* [EXERCISE AIM]
Each line of the entries below that includes "rough" belongs in your answer.

Stored records:
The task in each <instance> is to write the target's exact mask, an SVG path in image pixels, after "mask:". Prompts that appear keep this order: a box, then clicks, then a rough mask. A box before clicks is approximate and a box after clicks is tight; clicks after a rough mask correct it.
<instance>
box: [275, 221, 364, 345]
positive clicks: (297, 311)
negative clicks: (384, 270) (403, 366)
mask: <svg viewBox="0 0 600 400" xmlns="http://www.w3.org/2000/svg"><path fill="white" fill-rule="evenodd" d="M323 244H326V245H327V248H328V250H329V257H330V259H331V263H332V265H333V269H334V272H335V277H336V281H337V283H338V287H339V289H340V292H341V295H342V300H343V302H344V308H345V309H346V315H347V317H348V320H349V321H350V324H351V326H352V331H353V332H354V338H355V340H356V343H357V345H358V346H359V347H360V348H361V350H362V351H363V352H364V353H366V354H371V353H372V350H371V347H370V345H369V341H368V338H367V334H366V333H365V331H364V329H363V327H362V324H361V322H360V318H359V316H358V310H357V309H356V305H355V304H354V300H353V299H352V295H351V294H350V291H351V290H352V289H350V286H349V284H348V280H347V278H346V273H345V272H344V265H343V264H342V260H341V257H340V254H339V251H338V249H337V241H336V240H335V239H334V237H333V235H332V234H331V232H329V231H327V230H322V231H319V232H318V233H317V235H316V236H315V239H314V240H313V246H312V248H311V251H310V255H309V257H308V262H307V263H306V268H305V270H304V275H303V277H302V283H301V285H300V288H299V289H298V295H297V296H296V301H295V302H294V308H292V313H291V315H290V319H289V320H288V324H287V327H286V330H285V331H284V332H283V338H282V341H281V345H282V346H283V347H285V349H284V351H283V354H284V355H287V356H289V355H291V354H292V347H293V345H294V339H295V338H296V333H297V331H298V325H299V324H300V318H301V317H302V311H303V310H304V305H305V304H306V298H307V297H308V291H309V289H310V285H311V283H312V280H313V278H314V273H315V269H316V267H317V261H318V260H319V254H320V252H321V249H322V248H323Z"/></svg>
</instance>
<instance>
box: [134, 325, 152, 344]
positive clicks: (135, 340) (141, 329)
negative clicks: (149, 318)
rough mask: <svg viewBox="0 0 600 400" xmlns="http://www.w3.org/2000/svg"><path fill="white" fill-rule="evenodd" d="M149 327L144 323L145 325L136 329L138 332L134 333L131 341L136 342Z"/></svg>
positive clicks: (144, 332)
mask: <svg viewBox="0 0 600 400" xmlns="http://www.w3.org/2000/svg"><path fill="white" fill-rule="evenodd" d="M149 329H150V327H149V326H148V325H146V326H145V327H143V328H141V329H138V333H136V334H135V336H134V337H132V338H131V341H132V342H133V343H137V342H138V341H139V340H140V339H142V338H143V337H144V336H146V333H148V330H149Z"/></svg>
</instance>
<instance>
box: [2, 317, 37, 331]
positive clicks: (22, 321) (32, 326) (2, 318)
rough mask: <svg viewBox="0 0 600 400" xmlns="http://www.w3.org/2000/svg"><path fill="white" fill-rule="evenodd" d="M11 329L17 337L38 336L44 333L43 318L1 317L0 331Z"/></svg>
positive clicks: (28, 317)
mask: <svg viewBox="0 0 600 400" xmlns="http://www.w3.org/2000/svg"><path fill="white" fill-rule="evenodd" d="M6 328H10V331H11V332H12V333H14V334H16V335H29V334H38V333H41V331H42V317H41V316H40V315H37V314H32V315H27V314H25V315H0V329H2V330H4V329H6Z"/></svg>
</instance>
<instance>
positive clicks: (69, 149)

* [OUTPUT BELOW]
The task in each <instance> is to write the target's exact mask, an SVG path in image pixels, after "mask:". Prompts that appear keep this order: a box, then clicks, then a rough mask. A box before clicks is approximate and a box after clicks is tight; clicks after a rough mask correct it.
rough mask: <svg viewBox="0 0 600 400" xmlns="http://www.w3.org/2000/svg"><path fill="white" fill-rule="evenodd" d="M149 327L144 323L145 325L136 329L138 332L134 333L131 341L136 342Z"/></svg>
rough mask: <svg viewBox="0 0 600 400" xmlns="http://www.w3.org/2000/svg"><path fill="white" fill-rule="evenodd" d="M11 329L17 337L38 336L44 333L43 318L1 317L0 331Z"/></svg>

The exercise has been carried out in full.